[GIVEN TASK]
List every line in the records below that contains the word "background".

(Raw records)

* Begin *

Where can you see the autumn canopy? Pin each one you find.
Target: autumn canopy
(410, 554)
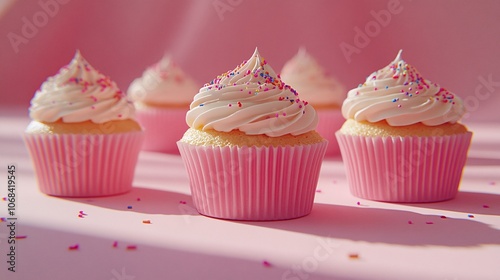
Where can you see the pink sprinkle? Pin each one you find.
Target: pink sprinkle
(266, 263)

* End *
* Begin *

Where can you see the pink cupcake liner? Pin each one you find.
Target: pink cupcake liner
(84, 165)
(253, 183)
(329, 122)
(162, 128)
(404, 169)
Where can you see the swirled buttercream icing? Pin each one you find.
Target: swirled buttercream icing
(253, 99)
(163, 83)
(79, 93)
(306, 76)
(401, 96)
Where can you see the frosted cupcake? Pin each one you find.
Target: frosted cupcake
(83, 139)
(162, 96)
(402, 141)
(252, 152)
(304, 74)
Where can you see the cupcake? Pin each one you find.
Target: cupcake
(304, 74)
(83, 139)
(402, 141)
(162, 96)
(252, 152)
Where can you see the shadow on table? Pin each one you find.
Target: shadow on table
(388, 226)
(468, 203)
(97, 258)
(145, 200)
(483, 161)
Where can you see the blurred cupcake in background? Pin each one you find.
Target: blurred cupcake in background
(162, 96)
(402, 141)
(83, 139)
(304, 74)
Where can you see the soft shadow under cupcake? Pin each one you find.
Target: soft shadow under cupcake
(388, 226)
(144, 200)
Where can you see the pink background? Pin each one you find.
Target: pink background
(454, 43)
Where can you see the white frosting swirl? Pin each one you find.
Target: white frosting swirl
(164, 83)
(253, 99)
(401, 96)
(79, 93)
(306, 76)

* End *
* Begin *

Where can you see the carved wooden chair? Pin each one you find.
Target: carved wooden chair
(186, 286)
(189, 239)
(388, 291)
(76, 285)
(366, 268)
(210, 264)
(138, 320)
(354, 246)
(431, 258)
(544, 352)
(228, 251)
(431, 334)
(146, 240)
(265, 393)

* End *

[EXPECTED ANSWER]
Where can you see the blurred cupcake in background? Pin each one you find.
Target: blurred cupcake in background
Where can you see the pink background? Pin each one you find.
Target: pink background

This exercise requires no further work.